┌──

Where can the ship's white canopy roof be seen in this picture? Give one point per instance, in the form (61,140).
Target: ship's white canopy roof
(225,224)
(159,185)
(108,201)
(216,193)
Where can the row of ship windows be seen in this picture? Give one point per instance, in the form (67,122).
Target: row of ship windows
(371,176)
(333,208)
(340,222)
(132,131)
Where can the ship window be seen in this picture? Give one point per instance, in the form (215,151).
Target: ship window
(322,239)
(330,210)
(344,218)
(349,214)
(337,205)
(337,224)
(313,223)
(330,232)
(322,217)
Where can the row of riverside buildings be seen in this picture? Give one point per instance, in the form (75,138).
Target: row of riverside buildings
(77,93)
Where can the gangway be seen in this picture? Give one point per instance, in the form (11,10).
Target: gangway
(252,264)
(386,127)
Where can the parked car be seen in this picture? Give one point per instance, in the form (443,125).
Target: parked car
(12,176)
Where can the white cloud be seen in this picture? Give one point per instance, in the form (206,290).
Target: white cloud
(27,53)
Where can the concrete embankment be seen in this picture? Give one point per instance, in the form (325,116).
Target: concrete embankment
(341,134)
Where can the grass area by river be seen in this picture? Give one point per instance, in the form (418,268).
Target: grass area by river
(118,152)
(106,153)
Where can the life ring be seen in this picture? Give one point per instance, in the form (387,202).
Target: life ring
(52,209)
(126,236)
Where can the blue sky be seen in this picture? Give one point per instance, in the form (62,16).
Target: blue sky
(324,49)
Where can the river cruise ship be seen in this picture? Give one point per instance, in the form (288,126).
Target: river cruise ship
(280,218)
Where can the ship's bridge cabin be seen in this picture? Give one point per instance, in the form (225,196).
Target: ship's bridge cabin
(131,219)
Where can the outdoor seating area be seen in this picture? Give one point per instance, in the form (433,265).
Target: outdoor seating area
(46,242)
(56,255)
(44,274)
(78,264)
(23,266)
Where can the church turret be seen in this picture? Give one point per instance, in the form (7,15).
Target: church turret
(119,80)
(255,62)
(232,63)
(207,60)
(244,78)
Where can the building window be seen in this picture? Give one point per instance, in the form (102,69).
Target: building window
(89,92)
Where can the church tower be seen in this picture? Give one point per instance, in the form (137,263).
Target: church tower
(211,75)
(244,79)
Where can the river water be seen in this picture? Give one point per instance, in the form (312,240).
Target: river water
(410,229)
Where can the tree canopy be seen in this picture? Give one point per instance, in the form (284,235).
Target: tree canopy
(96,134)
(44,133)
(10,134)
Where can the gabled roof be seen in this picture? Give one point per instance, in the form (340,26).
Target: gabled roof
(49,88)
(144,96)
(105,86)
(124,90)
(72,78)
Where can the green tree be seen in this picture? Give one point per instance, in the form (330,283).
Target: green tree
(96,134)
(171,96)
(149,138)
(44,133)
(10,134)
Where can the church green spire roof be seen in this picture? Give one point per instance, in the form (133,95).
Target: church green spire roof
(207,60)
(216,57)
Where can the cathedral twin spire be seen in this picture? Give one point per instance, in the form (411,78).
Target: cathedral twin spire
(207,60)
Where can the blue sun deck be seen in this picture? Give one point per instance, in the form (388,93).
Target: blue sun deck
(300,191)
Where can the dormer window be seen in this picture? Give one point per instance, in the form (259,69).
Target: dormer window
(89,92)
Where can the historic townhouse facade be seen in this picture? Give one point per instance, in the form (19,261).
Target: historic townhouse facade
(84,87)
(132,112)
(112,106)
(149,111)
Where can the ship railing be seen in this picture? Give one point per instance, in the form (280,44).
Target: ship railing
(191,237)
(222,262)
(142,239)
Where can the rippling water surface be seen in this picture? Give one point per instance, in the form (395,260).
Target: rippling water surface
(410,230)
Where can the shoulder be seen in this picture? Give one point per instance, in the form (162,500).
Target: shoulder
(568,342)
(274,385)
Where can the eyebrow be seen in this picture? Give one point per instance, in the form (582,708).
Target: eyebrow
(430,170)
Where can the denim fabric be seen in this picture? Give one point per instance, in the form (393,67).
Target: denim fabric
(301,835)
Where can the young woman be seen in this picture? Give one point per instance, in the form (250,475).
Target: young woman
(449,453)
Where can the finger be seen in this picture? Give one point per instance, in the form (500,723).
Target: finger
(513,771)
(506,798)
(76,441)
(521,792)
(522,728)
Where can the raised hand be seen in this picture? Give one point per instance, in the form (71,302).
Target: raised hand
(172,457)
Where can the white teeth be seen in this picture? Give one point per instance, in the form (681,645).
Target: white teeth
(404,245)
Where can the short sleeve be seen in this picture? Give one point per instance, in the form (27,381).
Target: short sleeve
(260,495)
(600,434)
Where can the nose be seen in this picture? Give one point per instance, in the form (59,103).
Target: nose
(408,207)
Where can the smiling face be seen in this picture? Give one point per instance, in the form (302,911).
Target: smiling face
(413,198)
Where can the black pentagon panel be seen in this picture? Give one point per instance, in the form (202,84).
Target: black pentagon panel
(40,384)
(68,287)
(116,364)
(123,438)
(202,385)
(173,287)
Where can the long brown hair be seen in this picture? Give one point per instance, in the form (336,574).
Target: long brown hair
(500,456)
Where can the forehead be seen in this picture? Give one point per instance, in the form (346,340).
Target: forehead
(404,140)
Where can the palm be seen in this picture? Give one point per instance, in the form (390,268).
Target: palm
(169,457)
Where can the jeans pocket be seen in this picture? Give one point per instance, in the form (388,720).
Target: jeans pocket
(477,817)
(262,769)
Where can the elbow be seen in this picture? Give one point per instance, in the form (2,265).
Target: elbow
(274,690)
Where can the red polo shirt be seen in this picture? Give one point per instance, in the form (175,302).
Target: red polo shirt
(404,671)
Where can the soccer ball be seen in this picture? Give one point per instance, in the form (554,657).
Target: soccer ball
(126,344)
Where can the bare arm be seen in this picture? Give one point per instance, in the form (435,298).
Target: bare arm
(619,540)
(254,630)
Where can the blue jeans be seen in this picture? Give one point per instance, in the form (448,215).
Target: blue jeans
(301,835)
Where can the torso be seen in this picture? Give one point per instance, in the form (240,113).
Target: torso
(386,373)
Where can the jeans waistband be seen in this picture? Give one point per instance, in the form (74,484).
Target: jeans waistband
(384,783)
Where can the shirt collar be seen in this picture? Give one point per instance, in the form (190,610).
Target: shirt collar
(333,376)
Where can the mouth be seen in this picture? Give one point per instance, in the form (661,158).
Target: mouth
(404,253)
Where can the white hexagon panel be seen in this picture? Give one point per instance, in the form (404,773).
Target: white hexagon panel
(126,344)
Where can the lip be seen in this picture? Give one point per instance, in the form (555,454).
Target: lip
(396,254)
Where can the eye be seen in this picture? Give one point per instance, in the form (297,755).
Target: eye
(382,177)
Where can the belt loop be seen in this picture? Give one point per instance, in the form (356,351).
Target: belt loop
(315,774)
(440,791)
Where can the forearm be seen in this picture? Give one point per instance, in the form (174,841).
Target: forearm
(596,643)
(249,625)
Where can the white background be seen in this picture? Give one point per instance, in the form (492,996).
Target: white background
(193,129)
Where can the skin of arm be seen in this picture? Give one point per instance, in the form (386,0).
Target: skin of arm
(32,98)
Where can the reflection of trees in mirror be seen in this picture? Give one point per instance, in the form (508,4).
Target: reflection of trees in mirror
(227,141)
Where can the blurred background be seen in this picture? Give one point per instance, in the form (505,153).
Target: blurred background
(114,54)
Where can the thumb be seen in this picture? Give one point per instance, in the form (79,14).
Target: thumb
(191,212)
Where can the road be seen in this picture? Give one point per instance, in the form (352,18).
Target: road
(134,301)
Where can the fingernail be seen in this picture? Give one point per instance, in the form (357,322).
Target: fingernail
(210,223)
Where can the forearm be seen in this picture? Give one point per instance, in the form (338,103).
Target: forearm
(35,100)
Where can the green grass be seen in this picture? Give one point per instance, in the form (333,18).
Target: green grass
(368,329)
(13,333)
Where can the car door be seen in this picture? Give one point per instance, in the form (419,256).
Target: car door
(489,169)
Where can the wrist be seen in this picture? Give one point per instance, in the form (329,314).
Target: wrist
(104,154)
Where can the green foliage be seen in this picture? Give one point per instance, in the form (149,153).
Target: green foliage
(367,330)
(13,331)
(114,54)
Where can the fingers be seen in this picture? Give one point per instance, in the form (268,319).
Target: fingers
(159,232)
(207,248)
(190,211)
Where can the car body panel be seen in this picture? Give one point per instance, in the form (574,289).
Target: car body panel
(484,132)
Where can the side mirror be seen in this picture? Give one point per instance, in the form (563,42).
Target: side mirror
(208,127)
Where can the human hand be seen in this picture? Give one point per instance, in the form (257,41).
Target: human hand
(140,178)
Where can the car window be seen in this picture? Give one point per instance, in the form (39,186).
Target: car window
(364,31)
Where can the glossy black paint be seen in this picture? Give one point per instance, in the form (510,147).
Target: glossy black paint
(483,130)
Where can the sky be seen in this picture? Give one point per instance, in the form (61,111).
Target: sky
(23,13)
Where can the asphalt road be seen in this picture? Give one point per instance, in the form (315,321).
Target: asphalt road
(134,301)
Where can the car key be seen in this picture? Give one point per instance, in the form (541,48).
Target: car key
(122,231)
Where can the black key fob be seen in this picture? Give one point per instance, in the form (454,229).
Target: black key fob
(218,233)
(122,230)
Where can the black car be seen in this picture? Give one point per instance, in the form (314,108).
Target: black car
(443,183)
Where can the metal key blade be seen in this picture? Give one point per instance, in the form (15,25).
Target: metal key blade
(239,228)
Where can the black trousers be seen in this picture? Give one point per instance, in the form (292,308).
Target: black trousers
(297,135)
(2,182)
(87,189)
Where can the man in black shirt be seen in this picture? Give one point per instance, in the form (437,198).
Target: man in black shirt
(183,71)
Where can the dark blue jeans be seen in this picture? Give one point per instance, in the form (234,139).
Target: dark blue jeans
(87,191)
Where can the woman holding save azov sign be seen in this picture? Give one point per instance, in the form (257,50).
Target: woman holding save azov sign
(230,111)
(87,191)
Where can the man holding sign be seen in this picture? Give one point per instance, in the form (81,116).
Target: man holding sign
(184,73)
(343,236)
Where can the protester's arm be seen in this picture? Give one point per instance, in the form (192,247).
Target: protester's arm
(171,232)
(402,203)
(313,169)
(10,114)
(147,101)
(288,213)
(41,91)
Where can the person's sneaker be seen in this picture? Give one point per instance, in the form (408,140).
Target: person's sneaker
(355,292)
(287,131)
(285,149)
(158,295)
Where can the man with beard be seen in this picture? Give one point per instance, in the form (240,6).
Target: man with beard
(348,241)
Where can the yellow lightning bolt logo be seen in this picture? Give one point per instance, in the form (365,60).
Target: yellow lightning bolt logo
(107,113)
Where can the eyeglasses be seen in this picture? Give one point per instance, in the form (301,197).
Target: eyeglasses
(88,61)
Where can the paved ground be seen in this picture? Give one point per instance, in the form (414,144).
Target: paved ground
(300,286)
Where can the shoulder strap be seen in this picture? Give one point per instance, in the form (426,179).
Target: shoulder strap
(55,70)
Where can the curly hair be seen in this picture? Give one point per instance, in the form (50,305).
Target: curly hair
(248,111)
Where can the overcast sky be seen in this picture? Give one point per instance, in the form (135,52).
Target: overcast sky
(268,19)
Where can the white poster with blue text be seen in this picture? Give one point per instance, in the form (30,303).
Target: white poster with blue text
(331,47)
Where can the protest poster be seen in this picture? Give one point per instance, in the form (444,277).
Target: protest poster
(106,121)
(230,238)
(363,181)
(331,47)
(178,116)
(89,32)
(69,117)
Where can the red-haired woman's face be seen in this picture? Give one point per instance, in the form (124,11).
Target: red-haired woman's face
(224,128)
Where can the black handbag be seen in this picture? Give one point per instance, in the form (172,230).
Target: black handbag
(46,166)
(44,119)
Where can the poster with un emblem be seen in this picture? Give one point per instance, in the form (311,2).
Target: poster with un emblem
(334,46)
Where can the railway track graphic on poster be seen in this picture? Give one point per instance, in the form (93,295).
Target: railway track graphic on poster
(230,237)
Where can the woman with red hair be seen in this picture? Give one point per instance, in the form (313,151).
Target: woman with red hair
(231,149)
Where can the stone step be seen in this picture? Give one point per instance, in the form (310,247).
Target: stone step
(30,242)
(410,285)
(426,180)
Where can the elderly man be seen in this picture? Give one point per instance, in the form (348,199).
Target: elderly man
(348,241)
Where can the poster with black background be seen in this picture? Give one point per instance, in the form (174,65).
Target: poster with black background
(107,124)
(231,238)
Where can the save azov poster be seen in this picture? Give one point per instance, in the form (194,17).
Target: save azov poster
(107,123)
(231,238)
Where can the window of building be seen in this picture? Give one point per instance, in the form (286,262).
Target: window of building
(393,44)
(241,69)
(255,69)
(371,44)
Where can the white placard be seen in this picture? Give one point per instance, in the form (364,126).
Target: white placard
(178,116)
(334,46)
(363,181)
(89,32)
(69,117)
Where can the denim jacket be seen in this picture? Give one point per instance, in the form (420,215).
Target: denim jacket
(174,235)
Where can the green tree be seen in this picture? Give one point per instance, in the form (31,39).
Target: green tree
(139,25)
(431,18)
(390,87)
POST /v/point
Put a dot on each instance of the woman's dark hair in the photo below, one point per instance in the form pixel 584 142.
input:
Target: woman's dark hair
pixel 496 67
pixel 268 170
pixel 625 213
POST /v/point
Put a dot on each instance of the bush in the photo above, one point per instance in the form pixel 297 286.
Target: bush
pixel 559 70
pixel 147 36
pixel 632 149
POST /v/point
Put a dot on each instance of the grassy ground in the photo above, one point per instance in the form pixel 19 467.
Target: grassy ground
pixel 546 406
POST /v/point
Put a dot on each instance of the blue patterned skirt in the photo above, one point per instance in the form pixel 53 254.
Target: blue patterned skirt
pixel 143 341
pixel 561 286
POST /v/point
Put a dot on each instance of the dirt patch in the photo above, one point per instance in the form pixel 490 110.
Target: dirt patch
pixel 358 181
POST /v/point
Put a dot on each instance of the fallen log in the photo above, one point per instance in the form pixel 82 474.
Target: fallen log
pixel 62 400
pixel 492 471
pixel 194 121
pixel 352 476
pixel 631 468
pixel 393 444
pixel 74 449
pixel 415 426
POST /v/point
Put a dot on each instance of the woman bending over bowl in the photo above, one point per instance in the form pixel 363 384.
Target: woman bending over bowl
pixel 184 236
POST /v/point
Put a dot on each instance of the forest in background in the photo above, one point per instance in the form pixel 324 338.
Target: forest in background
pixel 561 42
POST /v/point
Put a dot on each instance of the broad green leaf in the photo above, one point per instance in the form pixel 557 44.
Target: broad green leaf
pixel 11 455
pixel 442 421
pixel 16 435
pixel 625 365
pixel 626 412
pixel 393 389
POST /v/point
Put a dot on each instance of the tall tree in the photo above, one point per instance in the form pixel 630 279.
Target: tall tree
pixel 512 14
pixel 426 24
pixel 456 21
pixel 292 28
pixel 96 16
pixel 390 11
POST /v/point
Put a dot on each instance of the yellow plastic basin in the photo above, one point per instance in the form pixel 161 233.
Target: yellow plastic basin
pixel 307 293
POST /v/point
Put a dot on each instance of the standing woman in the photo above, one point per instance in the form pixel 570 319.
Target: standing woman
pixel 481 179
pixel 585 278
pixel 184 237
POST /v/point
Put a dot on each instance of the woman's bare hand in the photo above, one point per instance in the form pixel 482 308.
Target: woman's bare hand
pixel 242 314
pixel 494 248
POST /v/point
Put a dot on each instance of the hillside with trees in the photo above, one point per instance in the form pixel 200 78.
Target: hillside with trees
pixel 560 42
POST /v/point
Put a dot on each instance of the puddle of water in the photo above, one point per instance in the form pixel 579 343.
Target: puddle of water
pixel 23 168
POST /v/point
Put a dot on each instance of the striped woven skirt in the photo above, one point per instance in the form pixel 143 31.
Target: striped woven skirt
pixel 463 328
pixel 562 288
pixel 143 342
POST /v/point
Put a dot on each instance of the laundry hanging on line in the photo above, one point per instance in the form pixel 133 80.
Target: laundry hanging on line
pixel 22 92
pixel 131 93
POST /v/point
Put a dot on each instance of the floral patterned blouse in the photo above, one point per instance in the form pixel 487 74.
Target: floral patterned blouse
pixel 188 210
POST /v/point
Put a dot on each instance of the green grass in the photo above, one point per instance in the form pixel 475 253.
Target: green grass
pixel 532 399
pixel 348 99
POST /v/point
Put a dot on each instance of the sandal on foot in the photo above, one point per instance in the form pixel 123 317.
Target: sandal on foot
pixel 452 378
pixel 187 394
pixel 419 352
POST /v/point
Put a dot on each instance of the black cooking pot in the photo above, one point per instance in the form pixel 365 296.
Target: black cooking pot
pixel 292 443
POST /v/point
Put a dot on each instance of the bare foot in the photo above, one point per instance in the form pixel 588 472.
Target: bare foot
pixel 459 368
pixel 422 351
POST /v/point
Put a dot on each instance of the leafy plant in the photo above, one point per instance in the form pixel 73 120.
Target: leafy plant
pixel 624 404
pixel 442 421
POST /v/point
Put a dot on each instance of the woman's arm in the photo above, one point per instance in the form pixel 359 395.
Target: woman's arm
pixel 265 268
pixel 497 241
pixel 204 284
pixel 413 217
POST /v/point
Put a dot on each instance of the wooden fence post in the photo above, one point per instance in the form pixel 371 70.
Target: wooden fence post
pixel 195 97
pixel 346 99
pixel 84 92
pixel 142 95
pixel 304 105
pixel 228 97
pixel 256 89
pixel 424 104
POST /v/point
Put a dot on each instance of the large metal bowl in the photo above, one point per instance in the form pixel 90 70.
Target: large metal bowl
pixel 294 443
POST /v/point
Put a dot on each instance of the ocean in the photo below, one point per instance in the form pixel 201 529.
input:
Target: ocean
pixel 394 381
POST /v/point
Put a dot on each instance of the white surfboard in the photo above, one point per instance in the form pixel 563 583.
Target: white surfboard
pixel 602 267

└──

▶ WORK INSTRUCTIONS: Lay out the lines from the line with "Where can the white placard" to the line with "pixel 632 149" as a two-column CSV with the headers text and points. Give one row per group: the wording goes in text and the coordinates that follow it go in points, each in a single quoted field with line breaks turned into spaces.

▶ COMPLETED EXERCISE:
text,points
"Where can the white placard be seen in this picture? Give one point per instance, in the form (364,126). Target: white placard","(178,116) (334,46) (363,181) (89,32) (69,117)"
"Where can the denim jacket be seen in this picture? Give one point per instance, in the form (420,215). Target: denim jacket","(174,235)"
"Where can the green tree be seen in this picture? Give one point per instance, in the form (31,39). Target: green tree","(139,25) (431,18) (390,87)"
"POST /v/point Put a dot on each instance of the woman's dark hair in the photo below, one point per instance in the form pixel 584 142. input: Target: woman's dark hair","pixel 496 67 pixel 268 170 pixel 625 213"
"POST /v/point Put a dot on each instance of the bush in the photo above, one point per instance in the form pixel 297 286. Target: bush","pixel 559 70 pixel 147 36 pixel 632 149"